Answer these questions from the SciPost submission page below:
1. When was the submission made?
2. What symmetry do the boundary conditions for 2N Majorana fermions preserve?
3. According to Anonymous Report 2, why does the paper not meet the criteria for publication as it is?

Supplied text
______

SciPost Submission Page

Boundary RG Flows for Fermions and the Mod 2 Anomaly

by Philip Boyle Smith, David Tong

This is not the current version.

Submission summary

As Contributors: David Tong
Arxiv Link: (pdf)
Date submitted: 2020-08-06 09:10
Submitted by: Tong, David
Submitted to: SciPost Physics Core
Academic field: Physics
  • Quantum Physics
Approach: Theoretical


Boundary conditions for Majorana fermions in d=1+1 dimensions fall into one of two SPT phases, associated to a mod 2 anomaly. Here we consider boundary conditions for 2N Majorana fermions that preserve a $U(1)^N$ symmetry. In general, the left-moving and right-moving fermions carry different charges under this symmetry, and implementation of the boundary condition requires new degrees of freedom, which manifest themselves in a boundary central charge, $g$. We follow the boundary RG flow induced by turning on relevant boundary operators. We identify the infra-red boundary state. In many cases, the boundary state flips SPT class, resulting in an emergent Majorana mode needed to cancel the anomaly. We show that the ratio of UV and IR boundary central charges is given by $g^2_{IR} / g^2_{UV} = {\rm dim}\,({\cal O})$, the dimension of the perturbing boundary operator. Any relevant operator necessarily has ${\rm dim}({\cal O}) < 1$, ensuring that the central charge decreases in accord with the g-theorem.

Current status:
Has been resubmitted

Reports on this Submission

Anonymous Report 2 on 2020-11-19 (Invited Report)

  • Cite as: Anonymous, Report on arXiv:2005.11314v2, delivered 2020-11-19, doi: 10.21468/SciPost.Report.2211


1 - The paper has a very striking new result linking the change in the g-value to the dimension of the perturbing operator which has not (I believe) been noticed before.

2 - The paper has extensive examples which help understand the problem and the result (not too many, a good number).


1 - On a purely formal level, the paper does not have a conclusion section and so does not meet the criteria to be published as it is.

______

Data entries
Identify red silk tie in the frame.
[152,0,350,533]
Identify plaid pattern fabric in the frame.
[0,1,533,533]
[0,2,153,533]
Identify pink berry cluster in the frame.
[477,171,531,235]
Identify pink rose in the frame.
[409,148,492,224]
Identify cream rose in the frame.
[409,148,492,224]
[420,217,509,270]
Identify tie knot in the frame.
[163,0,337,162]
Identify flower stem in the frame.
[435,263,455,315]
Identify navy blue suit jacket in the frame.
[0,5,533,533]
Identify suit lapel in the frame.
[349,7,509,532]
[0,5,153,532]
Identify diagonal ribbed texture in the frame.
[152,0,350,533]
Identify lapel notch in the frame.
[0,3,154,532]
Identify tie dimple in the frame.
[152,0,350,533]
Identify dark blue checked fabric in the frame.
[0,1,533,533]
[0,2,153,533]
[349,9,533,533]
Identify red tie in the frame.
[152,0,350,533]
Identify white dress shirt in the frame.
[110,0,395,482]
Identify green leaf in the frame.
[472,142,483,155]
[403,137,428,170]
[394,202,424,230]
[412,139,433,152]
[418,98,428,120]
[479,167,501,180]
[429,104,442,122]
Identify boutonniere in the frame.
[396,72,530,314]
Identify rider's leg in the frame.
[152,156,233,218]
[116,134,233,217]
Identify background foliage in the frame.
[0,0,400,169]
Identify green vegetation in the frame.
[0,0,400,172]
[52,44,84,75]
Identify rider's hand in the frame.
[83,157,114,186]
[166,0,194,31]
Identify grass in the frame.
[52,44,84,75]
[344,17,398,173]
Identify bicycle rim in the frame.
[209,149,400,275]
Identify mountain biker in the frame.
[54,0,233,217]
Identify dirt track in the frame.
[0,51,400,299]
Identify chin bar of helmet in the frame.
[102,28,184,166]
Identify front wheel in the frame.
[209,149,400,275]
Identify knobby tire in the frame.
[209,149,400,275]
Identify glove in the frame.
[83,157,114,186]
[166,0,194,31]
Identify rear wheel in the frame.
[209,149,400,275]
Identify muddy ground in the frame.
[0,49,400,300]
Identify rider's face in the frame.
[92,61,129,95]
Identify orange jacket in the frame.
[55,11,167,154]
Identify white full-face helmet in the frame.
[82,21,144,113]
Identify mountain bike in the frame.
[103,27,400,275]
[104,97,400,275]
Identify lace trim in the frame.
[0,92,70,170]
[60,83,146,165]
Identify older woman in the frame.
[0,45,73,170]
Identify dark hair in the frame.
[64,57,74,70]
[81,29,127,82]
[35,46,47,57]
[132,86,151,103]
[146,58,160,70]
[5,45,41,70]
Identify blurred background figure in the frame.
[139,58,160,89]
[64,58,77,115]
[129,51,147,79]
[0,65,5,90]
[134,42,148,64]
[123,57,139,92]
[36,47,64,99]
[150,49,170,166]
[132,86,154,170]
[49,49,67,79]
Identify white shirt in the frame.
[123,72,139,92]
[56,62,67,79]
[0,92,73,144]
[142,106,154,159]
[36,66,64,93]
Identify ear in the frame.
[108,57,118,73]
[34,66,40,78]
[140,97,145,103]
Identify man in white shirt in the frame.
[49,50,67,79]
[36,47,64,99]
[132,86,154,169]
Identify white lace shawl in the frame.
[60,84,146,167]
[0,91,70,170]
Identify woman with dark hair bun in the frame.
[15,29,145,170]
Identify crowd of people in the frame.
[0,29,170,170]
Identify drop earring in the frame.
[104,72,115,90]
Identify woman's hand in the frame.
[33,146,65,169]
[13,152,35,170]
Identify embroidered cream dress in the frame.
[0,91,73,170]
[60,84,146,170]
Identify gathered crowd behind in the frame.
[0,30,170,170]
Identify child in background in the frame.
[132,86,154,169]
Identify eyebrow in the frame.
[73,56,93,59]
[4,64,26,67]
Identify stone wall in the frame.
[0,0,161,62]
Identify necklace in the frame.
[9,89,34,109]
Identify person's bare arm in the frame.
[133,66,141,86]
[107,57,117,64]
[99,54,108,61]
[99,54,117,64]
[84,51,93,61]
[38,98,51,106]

______

Result of this exercise
1. 2020-08-06 at 09:10.
2. A $U(1)^N$ symmetry.
3. It has no conclusion section.